> WORK TO DO:
1. According to the PPP-RTK passage, why are the PPP-RTK corrections sometimes extended by ionospheric corrections?
2. Continue the PPP-RTK passage from the point where it ends.

> PAGE TEXT:
■ ■ ■
The third term \({\mathrm{I}\!\mathrm{I}\!\mathrm{I}}_1\) contains the integer ambiguities of the reference network receiver \(r=1\), i.e. \(z_{1,j}^{s}\). Thus it establishes an ambiguity link between the user and the reference network receiver \(r=1\). Similar to the second term, one can change its dependency on the first receiver to another by changing the network’s \(\mathcal {S}\)-basis.

The fourth term \({\mathrm{I}\!\mathrm{V}}{\!_1}\) contains the receiver-dependent parameters of the reference network receiver \(r=1\). Its functionality is to make the user receiver-dependent parameters estimable with respect to those of the reference receiver \(r=1\). Similar to the second and third terms \({\mathrm{I}\!\mathrm{I}}_1\) and \({\mathrm{I}\!\mathrm{I}\!\mathrm{I}}_1\), the interpretation of \({\mathrm{I}\!\mathrm{V}}{\!_1}\) can change, for instance, to \({\mathrm{I}\!\mathrm{V}}{\!_2}\) or \({\mathrm{I}\!\mathrm{V}}{\!_{\bar{r}}}\), would the network’s \(\mathcal {S}\)-basis change. Moreover, as we will see in Sect. 4, this receiver-dependent fourth term may also change in case GNSSs are combined.

The fifth and last term \({\mathrm{V}}\!_{[1,2]}\) contains the geometry-free components of the satellite code biases on the first two frequencies (\(j=1,2\)), i.e. \(d_{,\scriptscriptstyle \mathrm{GF}}^s\). As it is accompanied by the coefficients \([-\mu _j,\mu _j]^\mathrm{T}\), it gets fully absorbed by the user ionospheric parameters. Due to its dependency on the network’s \(\mathcal {S}\)-basis, the interpretation of \({\mathrm{V}}\!_{[1,2]}\) can change. One can form \(d_{,\scriptscriptstyle \mathrm{GF}}^s\) based on the first and third frequency instead of the first and second frequency (cf. Table 1). With such newly defined geometry-free combinations, the last term \({\mathrm{V}}\!_{[1,2]}\) switches to \({\mathrm{V}}\!_{[1,3]}\), thus resulting in a different estimable ionospheric parameter for the user.

Network’s interpolated ionospheric corrections The PPP-RTK corrections are sometimes extended by the ionospheric corrections to speed up user integer ambiguity resolution. In that case use is made of the network’s interpolated ionospheric delays (Table 1)

$$\begin{aligned} \tilde{\iota }_{o}^s = \iota _{o}^s+d_{o, \scriptscriptstyle \mathrm{GF}}-d_{,\scriptscriptstyle \mathrm{GF}}^s \end{aligned}$$
(8)
■ ■ ■
> DATA EXCERPTS:
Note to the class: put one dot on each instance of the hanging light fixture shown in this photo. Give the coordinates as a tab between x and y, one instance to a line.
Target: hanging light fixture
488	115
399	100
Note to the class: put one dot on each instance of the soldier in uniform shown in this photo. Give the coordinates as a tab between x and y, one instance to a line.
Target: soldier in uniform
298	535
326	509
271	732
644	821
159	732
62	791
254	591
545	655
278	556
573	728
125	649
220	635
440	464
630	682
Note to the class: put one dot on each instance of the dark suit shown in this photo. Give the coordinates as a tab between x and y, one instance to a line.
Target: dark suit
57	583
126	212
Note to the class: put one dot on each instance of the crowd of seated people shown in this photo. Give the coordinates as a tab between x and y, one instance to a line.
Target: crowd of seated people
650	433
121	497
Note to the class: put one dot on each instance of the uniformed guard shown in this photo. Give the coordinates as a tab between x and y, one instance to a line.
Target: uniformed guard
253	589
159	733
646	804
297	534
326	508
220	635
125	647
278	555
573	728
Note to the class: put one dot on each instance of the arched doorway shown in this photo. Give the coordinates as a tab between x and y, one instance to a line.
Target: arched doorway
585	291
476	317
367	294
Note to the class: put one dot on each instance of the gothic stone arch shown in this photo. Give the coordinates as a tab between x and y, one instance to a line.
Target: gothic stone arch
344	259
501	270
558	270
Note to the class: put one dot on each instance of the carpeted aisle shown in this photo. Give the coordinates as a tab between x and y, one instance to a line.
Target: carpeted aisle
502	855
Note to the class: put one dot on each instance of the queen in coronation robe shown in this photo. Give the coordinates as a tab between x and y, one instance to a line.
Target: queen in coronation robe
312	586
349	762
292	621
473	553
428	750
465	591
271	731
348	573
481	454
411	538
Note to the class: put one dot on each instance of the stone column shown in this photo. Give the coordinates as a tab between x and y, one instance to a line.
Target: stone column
■ ■ ■
> TASK ANSWERS:
1. To speed up user integer ambiguity resolution.

2.
to be provided to the user. The subscript o indicates the interpolation operator over \(r=1,\ldots ,n\). As the combined corrections (4) are changed to

$$\begin{aligned} \left[ \begin{array}{c} c_{\phi ,j}^s\\ c_{p,j}^s \end{array}\right] \mapsto \left[ \begin{array}{c} c_{\phi ,j}^s\\ c_{p,j}^s\end{array}\right] -\left[ \begin{array}{c} -\mu _j\\ +\mu _j\end{array}\right] \tilde{\iota }_{o}^s \end{aligned}$$
(9)

the first and last terms I and \(V_{[1,2]}\) in (5) are, respectively, changed to

$$\begin{aligned} \mathrm{I}\mapsto \left[ \begin{array}{c} \mathrm{d}t^s+\lambda _j\delta _{,j}^s+\mu _j\iota _{o}^s\\ \mathrm{d}t^s+d_{,j}^s-\mu _j\iota _{o}^s \end{array}\right] \end{aligned}$$
(10)

and

$$\begin{aligned} {\mathrm{V}}\!_{[1,2]}\mapsto \left[ \begin{array}{c} -\mu _j\\ +\mu _j \end{array}\right] d_{o, \scriptscriptstyle \mathrm{GF}} \end{aligned}$$
(11)

According to (10) and (11), the functionality of \(\mathrm{I}\) is extended by also correcting the user ionospheric delays \(\iota _u^s\) using the interpolated delays \(\iota _{o}^s\). On the other hand, there would then be no user ionospheric parameter to absorb the bias \(d_{o, \scriptscriptstyle \mathrm{GF}}\) of the last term \({\mathrm{V}}\!_{[1,2]}\). This bias, if unknown (and not calibrated, e.g. through IGS), would then need to be estimated as an extra parameter at the user side.

3.2 User-component

Replacing the subscript r by the user index u in (1), the single-receiver user observation equations follow as:

$$\begin{aligned} \begin{array}{lcl} \Delta \phi _{u,j}^{s} &{} = &{} \Delta \rho _u^{s}+\mathrm{d}t_u-\mathrm{d}t^{s}-\mu _j\iota _u^{s}+\lambda _j(z_{u,j}^{s}+\delta _{u,j}-\delta _{,j}^{s})\\ \Delta p_{u,j}^{s} &{} = &{} \Delta \rho _u^{s}+\mathrm{d}t_u-\mathrm{d}t^{s}+\mu _j\iota _u^{s}+d_{u,j}-d_{,j}^{s} \end{array} \end{aligned}$$
(12)

The above user system of observation equations is not solvable for an integer ambiguity resolved position. Applying the correction-component (4) can however, link the user parameters to the network’s \(\mathcal {S}\)-basis. To see this, we re-write the user model (12) as (cf. 5)

$$\begin{aligned} \left[ \begin{array}{c} \Delta \phi _{u,j}^{s}\\ \Delta p_{u,j}^{s} \end{array}\right] = -\mathrm{I}+ {\mathrm{I}\!\mathrm{I}}_u + {\mathrm{I}\!\mathrm{I}\!\mathrm{I}}_u + {\mathrm{I}\!\mathrm{V}}{\!_u} + {\mathrm{V}}\!_{u,[1,2]} \end{aligned}$$
(13)

with

$$\begin{aligned} {\mathrm{V}}\!_{u,[1,2]} = \left[ \begin{array}{c}-\mu _j\\ +\mu _j \end{array}\right] (\iota _{u}^s+d_{u,\scriptscriptstyle \mathrm{GF}}) \end{aligned}$$
(14)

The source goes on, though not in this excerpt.